### What the task requires
For the data below, retype word for word the lines from the one containing "Target: tadpole head" through the one containing "Target: granite countertop"; drop the pictures.

---------- Entries provided

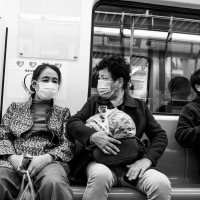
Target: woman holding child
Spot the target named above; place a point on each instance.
(114, 77)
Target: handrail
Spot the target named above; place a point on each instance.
(150, 16)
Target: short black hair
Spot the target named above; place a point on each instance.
(40, 69)
(117, 66)
(195, 79)
(179, 85)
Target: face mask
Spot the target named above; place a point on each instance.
(103, 88)
(47, 91)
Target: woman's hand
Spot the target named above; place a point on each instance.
(137, 169)
(15, 160)
(105, 142)
(39, 162)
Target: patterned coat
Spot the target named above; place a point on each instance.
(18, 120)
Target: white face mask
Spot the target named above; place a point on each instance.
(104, 89)
(47, 91)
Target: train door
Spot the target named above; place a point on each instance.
(162, 44)
(3, 34)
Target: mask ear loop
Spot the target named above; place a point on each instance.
(25, 86)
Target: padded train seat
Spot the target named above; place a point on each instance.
(179, 164)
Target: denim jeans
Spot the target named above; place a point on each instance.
(153, 183)
(50, 183)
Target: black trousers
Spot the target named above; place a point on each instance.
(51, 183)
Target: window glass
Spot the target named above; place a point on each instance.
(162, 45)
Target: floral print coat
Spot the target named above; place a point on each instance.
(18, 120)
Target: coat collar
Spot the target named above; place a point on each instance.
(197, 99)
(30, 102)
(128, 101)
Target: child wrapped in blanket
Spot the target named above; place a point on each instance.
(114, 122)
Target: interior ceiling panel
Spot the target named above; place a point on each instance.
(156, 23)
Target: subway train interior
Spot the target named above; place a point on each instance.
(159, 38)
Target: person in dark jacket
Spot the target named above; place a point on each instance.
(37, 127)
(188, 128)
(114, 77)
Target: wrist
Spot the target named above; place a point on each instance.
(50, 157)
(149, 161)
(8, 157)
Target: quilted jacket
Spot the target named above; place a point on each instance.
(18, 120)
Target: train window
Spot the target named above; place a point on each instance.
(161, 43)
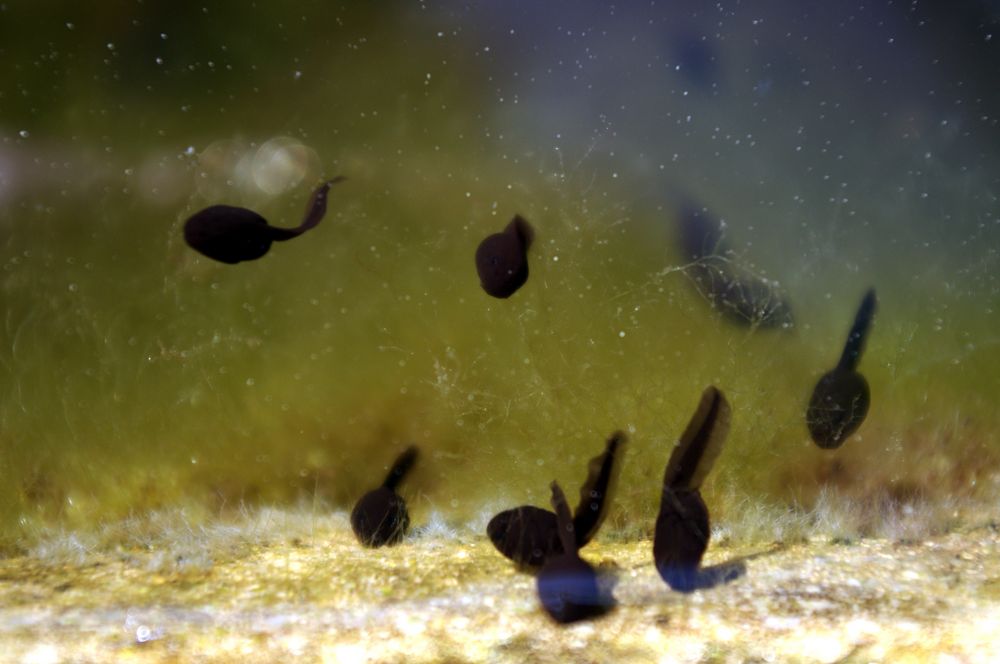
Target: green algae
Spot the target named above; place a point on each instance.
(139, 376)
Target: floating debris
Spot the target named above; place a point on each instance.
(741, 296)
(380, 517)
(502, 258)
(682, 527)
(528, 535)
(233, 234)
(841, 398)
(568, 586)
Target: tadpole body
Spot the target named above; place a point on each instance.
(529, 535)
(380, 516)
(502, 258)
(682, 526)
(739, 295)
(231, 234)
(568, 587)
(841, 398)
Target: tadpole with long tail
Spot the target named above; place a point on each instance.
(840, 400)
(502, 258)
(528, 535)
(682, 526)
(233, 234)
(380, 516)
(568, 587)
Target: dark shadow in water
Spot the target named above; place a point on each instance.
(528, 535)
(380, 516)
(502, 259)
(741, 296)
(233, 234)
(840, 400)
(568, 587)
(682, 526)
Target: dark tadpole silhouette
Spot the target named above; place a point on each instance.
(741, 296)
(528, 535)
(233, 234)
(380, 517)
(841, 398)
(502, 258)
(568, 587)
(682, 527)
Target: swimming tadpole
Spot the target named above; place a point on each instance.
(380, 516)
(233, 234)
(682, 526)
(528, 535)
(502, 258)
(568, 587)
(840, 400)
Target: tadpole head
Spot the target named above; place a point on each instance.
(681, 538)
(838, 406)
(527, 535)
(380, 518)
(228, 234)
(502, 259)
(570, 590)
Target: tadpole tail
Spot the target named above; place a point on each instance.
(596, 492)
(700, 444)
(859, 332)
(563, 519)
(524, 231)
(404, 462)
(315, 211)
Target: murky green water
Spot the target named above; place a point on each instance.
(138, 375)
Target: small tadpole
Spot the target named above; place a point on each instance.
(568, 587)
(502, 258)
(528, 535)
(231, 234)
(840, 400)
(682, 526)
(380, 517)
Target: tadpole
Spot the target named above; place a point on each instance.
(380, 516)
(502, 258)
(528, 535)
(568, 587)
(682, 526)
(840, 400)
(232, 234)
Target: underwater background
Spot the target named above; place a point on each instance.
(842, 146)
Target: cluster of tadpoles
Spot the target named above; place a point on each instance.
(548, 543)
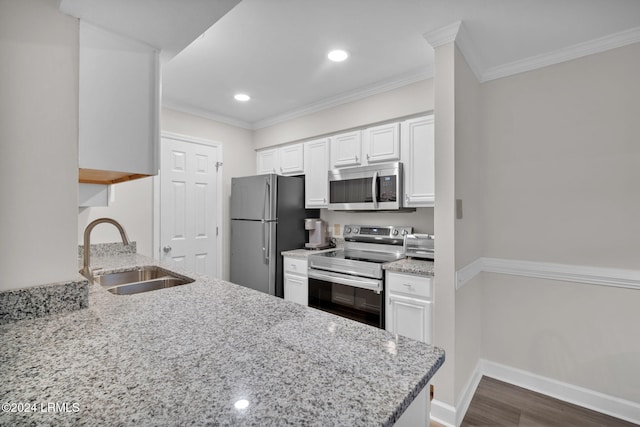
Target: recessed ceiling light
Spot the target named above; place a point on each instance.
(242, 97)
(338, 55)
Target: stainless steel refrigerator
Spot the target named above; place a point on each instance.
(267, 217)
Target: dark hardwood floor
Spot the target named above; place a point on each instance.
(496, 403)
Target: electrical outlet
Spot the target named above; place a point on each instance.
(458, 208)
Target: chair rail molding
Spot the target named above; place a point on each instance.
(601, 276)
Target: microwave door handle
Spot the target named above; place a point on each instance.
(374, 184)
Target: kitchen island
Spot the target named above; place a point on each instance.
(206, 353)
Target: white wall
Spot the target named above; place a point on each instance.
(239, 157)
(132, 207)
(404, 101)
(444, 220)
(39, 143)
(561, 185)
(469, 230)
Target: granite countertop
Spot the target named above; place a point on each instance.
(186, 355)
(410, 265)
(304, 253)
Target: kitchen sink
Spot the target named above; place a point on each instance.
(141, 279)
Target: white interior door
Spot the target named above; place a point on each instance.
(190, 205)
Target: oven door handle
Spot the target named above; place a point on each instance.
(343, 279)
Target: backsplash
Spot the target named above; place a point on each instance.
(108, 249)
(421, 220)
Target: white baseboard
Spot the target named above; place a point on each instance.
(450, 416)
(590, 399)
(443, 413)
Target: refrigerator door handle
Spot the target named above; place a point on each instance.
(265, 252)
(374, 184)
(267, 202)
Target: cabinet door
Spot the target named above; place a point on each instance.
(409, 317)
(316, 183)
(382, 143)
(118, 105)
(267, 161)
(296, 289)
(292, 159)
(346, 149)
(418, 157)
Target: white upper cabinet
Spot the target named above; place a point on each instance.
(382, 143)
(287, 160)
(346, 149)
(292, 159)
(316, 183)
(418, 159)
(267, 161)
(119, 93)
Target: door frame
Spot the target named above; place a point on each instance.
(219, 199)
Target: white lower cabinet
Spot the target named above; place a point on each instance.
(295, 280)
(409, 311)
(409, 306)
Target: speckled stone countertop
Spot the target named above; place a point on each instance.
(186, 355)
(410, 265)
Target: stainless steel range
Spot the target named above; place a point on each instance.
(350, 282)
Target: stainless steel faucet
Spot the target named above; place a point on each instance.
(86, 271)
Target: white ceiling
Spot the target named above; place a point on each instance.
(275, 50)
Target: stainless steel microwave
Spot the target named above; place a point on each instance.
(374, 187)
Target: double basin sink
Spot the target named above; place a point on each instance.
(141, 279)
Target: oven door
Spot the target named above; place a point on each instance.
(356, 298)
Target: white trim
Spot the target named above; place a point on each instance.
(601, 276)
(579, 50)
(443, 35)
(361, 93)
(443, 413)
(464, 400)
(468, 272)
(219, 208)
(586, 398)
(610, 405)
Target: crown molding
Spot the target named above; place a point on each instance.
(444, 35)
(568, 53)
(361, 93)
(199, 112)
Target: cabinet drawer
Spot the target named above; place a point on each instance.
(410, 285)
(295, 266)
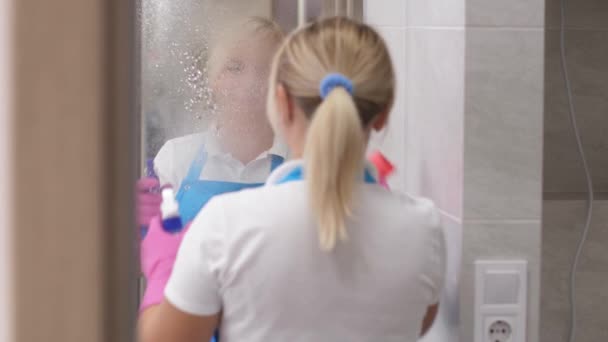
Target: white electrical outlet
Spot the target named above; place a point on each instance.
(500, 301)
(498, 329)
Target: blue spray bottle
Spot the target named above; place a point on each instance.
(171, 220)
(149, 173)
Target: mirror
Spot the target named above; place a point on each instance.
(182, 44)
(202, 88)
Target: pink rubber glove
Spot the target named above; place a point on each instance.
(157, 254)
(148, 200)
(383, 166)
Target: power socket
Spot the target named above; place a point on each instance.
(500, 300)
(498, 329)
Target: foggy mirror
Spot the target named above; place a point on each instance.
(202, 87)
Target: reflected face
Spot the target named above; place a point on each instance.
(240, 84)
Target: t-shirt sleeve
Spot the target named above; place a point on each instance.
(194, 286)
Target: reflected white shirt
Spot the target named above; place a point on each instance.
(175, 157)
(254, 256)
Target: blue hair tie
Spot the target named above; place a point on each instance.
(329, 82)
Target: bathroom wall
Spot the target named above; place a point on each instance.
(503, 144)
(587, 54)
(467, 131)
(563, 222)
(564, 210)
(424, 137)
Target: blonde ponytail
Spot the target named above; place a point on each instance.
(339, 117)
(333, 155)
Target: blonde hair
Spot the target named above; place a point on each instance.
(336, 138)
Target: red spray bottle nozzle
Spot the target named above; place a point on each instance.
(383, 165)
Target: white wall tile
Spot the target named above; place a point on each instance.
(500, 241)
(503, 124)
(435, 13)
(435, 107)
(587, 56)
(391, 141)
(385, 12)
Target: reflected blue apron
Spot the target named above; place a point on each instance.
(297, 174)
(194, 193)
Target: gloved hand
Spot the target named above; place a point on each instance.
(148, 200)
(157, 255)
(384, 167)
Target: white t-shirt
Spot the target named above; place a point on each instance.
(175, 157)
(254, 255)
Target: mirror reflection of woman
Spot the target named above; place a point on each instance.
(322, 252)
(239, 150)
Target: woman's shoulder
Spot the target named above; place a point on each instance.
(196, 139)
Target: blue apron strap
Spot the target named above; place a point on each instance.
(194, 173)
(297, 174)
(275, 161)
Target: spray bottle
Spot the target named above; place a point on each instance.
(171, 220)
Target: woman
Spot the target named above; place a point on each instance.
(239, 151)
(322, 252)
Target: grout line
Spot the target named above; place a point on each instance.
(501, 221)
(450, 216)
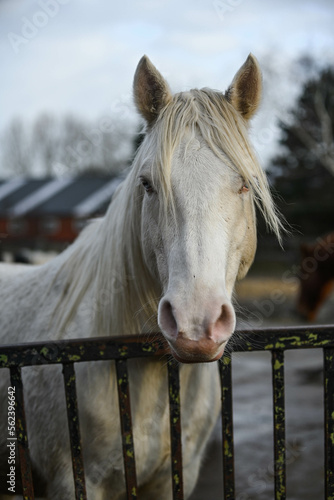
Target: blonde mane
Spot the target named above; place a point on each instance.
(110, 251)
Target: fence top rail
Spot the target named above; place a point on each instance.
(148, 345)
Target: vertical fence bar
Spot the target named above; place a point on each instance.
(175, 429)
(126, 427)
(21, 435)
(73, 425)
(329, 422)
(277, 361)
(225, 369)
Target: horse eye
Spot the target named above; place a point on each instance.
(147, 186)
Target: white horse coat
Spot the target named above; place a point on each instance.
(179, 232)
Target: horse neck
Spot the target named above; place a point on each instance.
(126, 295)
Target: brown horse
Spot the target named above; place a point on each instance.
(316, 275)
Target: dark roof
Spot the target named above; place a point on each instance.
(79, 197)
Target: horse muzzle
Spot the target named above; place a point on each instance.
(200, 337)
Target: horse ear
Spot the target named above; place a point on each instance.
(151, 91)
(244, 93)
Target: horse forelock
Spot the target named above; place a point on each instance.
(225, 131)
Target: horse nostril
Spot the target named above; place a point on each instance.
(224, 325)
(166, 319)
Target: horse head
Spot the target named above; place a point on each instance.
(199, 181)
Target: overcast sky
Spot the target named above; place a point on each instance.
(79, 57)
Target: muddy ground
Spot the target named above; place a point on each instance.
(253, 406)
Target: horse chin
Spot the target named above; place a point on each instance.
(193, 353)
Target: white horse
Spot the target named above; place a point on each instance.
(178, 234)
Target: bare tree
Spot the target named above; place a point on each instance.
(16, 151)
(66, 146)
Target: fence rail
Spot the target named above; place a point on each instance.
(120, 349)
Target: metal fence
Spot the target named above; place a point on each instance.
(120, 349)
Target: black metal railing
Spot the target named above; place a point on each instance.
(120, 349)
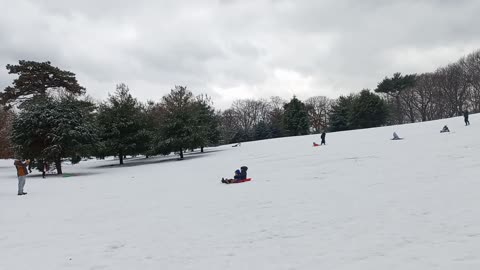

--------------------

### Answer space
Target: tadpole head
Spot the target named above; place a point on each instance.
(681, 538)
(838, 406)
(527, 535)
(380, 518)
(228, 234)
(502, 259)
(570, 590)
Target: tadpole tail
Spot the target named above; place a point on each instance.
(596, 492)
(700, 444)
(859, 332)
(563, 519)
(524, 231)
(404, 462)
(315, 211)
Target: murky green water
Spot the target named above; place a point on each instance.
(138, 375)
Target: small tadpole
Spot the target named above; place a point on each instance.
(568, 587)
(502, 258)
(528, 535)
(231, 234)
(840, 400)
(682, 526)
(380, 517)
Target: tadpole
Spot the target named above; place a point on each instance.
(380, 516)
(502, 258)
(528, 535)
(568, 587)
(682, 526)
(840, 400)
(232, 234)
Target: underwater background
Spot the target named above; place a point on each instance.
(842, 146)
Target: cluster of tadpoles
Spot the target named above; place a point on each instance.
(548, 543)
Target: recessed ceiling light
Spot the target named above; place a point on each instance.
(242, 97)
(338, 55)
Target: stainless steel refrigerator
Spot the target named above; place a point on each instance.
(267, 217)
Target: dark hardwood floor
Spot the target named above; place a point on each instance.
(496, 403)
Target: electrical outlet
Spot the target named above; place a point on each instance.
(458, 208)
Target: chair rail molding
Spot the target named above; place a point on each instance.
(601, 276)
Target: microwave door handle
Spot the target named above; place a point on each instance.
(374, 184)
Target: kitchen island
Spot the target named above; place a point on each instance.
(206, 353)
Target: white wall
Spot the target named above; place a point on each instance.
(239, 157)
(132, 207)
(404, 101)
(444, 220)
(39, 143)
(561, 185)
(469, 230)
Target: granite countertop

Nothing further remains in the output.